=== DATASET CONTENT ===
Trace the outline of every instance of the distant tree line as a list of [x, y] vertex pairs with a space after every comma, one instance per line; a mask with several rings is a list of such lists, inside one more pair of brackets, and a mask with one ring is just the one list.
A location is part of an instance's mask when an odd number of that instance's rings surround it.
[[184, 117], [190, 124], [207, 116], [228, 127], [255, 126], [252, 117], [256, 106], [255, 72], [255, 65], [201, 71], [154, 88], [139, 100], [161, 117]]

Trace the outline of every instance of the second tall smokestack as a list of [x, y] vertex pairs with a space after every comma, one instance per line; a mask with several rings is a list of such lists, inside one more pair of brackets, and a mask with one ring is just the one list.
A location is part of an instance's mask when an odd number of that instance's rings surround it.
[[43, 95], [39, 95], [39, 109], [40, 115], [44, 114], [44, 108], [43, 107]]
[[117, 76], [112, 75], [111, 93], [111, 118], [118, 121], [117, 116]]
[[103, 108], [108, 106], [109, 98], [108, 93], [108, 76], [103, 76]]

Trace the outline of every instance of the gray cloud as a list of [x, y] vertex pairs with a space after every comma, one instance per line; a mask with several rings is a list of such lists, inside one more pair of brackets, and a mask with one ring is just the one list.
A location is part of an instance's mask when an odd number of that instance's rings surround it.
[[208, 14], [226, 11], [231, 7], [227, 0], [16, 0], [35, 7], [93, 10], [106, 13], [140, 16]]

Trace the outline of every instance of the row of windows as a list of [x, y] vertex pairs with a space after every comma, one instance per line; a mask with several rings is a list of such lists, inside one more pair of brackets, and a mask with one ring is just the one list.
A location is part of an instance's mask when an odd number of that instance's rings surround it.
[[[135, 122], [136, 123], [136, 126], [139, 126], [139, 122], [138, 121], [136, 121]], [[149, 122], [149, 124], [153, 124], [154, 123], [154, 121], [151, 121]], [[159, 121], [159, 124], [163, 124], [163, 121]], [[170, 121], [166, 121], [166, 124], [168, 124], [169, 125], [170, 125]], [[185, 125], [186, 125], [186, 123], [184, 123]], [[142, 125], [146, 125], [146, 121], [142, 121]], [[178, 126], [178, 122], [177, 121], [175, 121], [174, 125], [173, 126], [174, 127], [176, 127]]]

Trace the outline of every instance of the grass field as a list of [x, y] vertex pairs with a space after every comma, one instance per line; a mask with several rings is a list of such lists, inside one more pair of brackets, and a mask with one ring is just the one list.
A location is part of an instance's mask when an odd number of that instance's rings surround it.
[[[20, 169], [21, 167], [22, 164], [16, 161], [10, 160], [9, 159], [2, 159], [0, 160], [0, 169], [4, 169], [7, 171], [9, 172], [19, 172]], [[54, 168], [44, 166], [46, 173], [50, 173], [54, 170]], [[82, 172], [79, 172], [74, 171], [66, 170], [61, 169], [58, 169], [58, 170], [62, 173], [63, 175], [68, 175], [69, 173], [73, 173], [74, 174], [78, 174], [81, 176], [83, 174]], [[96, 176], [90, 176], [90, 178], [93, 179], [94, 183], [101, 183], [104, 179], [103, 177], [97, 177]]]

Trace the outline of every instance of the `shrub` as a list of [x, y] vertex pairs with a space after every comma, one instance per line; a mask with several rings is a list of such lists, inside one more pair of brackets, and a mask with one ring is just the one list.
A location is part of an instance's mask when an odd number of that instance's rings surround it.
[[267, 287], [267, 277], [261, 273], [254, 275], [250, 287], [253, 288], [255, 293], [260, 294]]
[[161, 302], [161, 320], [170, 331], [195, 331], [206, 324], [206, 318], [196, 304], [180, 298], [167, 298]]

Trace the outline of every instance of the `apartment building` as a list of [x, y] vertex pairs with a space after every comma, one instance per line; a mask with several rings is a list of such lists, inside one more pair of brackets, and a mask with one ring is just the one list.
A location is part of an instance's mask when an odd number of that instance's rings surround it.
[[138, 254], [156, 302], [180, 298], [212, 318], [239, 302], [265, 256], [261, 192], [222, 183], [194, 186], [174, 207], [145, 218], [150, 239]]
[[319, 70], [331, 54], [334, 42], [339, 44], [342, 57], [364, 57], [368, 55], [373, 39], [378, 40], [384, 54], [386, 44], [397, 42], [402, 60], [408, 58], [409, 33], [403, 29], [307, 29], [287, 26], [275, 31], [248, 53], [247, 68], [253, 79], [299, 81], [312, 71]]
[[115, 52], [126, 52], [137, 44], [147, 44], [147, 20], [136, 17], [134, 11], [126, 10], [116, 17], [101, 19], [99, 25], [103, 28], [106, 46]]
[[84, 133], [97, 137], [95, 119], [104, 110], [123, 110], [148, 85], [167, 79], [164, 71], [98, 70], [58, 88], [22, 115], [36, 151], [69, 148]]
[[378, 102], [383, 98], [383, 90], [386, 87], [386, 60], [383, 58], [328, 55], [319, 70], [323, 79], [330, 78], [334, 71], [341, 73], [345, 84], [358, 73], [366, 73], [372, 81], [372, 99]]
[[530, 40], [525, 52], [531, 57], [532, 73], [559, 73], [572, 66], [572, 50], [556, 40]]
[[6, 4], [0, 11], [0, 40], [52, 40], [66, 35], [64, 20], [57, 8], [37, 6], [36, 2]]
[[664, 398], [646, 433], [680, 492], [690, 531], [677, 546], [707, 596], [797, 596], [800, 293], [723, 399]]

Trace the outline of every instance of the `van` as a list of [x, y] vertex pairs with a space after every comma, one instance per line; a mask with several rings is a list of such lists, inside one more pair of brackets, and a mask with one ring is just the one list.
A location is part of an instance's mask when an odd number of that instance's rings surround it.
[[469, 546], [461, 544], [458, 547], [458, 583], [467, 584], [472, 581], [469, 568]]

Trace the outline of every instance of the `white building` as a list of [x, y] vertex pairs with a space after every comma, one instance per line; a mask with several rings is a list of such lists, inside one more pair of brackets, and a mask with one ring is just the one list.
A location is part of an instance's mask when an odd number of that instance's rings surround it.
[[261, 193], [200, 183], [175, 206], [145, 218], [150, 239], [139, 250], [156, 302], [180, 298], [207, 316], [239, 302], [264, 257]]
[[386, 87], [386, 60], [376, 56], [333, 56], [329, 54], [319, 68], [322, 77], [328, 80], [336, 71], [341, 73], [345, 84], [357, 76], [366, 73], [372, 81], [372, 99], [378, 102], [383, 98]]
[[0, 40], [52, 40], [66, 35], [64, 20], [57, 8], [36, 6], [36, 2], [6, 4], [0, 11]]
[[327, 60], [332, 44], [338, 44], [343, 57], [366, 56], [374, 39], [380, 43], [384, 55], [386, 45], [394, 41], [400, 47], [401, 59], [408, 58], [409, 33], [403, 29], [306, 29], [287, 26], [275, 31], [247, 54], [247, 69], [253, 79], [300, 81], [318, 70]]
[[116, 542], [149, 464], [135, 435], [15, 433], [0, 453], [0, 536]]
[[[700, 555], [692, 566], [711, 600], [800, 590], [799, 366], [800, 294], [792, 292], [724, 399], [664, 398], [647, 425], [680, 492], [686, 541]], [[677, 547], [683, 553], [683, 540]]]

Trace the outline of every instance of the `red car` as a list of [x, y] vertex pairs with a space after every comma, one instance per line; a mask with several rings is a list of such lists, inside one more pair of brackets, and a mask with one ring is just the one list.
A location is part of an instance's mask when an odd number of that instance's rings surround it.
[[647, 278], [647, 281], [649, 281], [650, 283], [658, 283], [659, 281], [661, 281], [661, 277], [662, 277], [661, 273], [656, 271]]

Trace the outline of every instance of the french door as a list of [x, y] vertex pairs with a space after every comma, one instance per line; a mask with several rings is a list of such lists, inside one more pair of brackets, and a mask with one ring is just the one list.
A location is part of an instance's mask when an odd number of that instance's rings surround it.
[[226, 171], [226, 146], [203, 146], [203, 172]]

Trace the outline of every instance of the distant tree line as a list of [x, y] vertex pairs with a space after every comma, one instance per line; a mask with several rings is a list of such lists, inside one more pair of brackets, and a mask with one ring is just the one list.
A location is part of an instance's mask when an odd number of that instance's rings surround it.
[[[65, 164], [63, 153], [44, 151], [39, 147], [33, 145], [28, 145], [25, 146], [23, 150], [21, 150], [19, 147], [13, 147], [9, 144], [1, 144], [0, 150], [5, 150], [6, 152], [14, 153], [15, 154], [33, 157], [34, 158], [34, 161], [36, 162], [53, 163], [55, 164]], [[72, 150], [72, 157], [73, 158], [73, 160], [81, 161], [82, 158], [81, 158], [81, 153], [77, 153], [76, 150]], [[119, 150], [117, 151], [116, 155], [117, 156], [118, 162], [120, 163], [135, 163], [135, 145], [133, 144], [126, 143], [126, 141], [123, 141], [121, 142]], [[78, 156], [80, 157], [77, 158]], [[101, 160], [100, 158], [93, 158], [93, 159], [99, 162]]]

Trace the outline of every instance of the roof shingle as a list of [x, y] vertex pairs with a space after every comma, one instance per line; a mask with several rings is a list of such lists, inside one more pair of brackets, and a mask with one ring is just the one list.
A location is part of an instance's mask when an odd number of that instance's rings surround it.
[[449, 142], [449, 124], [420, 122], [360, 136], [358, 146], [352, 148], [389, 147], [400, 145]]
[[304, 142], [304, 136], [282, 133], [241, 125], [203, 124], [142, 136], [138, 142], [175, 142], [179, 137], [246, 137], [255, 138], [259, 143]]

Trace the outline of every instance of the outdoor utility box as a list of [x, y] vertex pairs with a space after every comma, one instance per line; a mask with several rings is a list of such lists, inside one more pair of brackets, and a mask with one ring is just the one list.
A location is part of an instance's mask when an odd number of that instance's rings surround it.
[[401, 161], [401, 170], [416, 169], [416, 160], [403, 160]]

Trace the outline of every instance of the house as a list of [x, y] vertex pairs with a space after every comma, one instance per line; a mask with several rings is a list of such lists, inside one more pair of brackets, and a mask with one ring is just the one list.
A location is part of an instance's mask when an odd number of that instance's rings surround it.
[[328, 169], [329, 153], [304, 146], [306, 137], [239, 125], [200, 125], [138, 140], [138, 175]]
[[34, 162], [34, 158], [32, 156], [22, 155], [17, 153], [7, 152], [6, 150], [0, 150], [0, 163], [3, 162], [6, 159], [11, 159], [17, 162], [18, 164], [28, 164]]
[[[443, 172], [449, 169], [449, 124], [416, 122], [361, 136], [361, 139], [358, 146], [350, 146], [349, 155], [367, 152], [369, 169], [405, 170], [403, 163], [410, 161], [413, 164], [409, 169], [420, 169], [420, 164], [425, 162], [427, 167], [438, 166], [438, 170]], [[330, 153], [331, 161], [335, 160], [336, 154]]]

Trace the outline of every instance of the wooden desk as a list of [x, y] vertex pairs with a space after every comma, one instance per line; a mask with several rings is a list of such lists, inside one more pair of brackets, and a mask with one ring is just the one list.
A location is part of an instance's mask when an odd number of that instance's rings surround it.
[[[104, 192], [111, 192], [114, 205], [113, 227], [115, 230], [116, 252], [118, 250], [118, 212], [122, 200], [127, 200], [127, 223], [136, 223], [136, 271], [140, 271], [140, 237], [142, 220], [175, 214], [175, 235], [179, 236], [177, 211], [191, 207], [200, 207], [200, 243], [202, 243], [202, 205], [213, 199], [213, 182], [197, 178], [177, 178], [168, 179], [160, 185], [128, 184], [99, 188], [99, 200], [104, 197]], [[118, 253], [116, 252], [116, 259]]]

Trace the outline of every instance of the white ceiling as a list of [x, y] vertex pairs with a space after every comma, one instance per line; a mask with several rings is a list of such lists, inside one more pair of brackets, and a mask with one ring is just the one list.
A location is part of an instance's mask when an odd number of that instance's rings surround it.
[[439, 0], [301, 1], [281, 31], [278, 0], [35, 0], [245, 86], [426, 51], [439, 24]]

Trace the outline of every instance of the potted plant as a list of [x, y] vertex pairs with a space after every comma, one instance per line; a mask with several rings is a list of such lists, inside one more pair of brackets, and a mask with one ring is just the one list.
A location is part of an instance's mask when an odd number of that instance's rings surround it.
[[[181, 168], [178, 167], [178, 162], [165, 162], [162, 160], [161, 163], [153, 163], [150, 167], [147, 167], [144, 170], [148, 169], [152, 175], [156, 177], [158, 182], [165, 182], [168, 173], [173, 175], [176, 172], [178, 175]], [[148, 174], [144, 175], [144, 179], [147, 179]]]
===
Pick out each line in the rows above that contains the string "french" and copy it. Upper and lower case must match.

Trace the outline of every instance of the french door as a list of [x, y] vertex pairs with a space after every comma, one instance per line; a mask with several rings is a list of such lists, inside one more pair of brackets, and a mask with one ring is just the one list.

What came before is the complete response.